──────── KUTIPAN UNTUK DIBACA

2.4 Konsep Ekonomi Kapitalisme
Kapitalisme adalah sistem perekonomian yang memberikan kebebasan secara penuh kepada setiap orang untuk melaksanakan kegiatan perekonomian seperti memproduksi baang, manjual barang, menyalurkan barang dan lain sebagainya. Dalam sistem ini pemerintah bisa turut ambil bagian untuk memastikan kelancaran dan keberlangsungan kegiatan perekonomian yang berjalan, tetapi bisa juga pemerintah tidak ikut campur dalam ekonomi.                                 Dalam perekonomian kapitalis setiap warga dapat mengatur nasibnya sendiri sesuai dengan kemampuannya. Semua orang bebas bersaing dalam bisnis untuk memperoleh laba sebesar-besarnya. Semua orang bebas malakukan kompetisi untuk memenangkan persaingan bebas dengan berbagai cara.    Munculnya negara industri yang mengusung politik ekonomi bebas (liberal) mendorong lahirnya kapitalisme modern dan lebih jauh lagi melahirkan suatu bentuk imperialisme modern. Setiap negara Eropa saling bersaing untuk mencari daerah jajahan sebagai penghasil bahan baku industri dan daerah pemasaran bagi hasil industri. Penjelajahan demi penjelajahan segera dilakukan. Beberapa negara Eropa akhirnya sampai di Dunia Timur, salah satunya di Kepulauan Nusantara atau Indonesia.                                                                                                Kedatangan orang-orang Barat ke bumi Nusantara merupakan suatu periode tersendiri dalam perjalanan sejarah Indonesia yang banyak membawa perubahan dalam berbagai bidang kehidupan. Perkembangan kolonialisme dan imperialisme Barat di Indonesia tidak bisa dilepaskan keberadaannya dari perkembangan sistem kapitalisme yang terjadi di Eropa. Kapitalisme merupakan suatu sistem perekonomian yang didasarkan pada hak milik alat-alat produksi, seperti tanah, pabrik, mesin, dan sumber alam yang dikuasai oleh perseorangan. Kapitalisme ini ditandai dengan adanya suatu bentuk persaingan antara yang satu dengan yang lainnya melalui penggunaan tenaga kerja upahan guna menghasilkan barang-barang dan jasa dengan modal yang sekecil-kecilnya dan mendapatkan keuntungan yang sebesar-besarnya. Sistem kapitalisme ini berkembang di Inggris pada abad ke-18 dan kemudian menyebar luas ke kawasan Eropa dan Amerika. Adapun ciri-ciri sistem kapitalisme di antaranya, sebagai berikut.

────────────────
──────── BAHAN YANG DIBERIKAN

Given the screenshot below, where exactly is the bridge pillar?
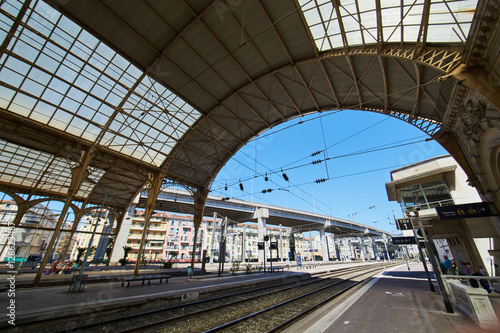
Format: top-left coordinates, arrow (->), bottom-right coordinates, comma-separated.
319,229 -> 330,261
254,207 -> 269,264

────────────────

TUGAS ANDA —
Jawab pertanyaan berikut berdasarkan kutipan tentang kapitalisme di atas.
(a) Di negara mana sistem kapitalisme berkembang pada abad ke-18?
(b) Apa saja contoh alat produksi yang disebutkan?
(c) Untuk dijadikan apa negara-negara Eropa mencari daerah jajahan?

JAWABAN LATIHAN —
(a) Inggris.
(b) Tanah, pabrik, mesin, dan sumber alam.
(c) Sebagai penghasil bahan baku industri dan daerah pemasaran bagi hasil industri.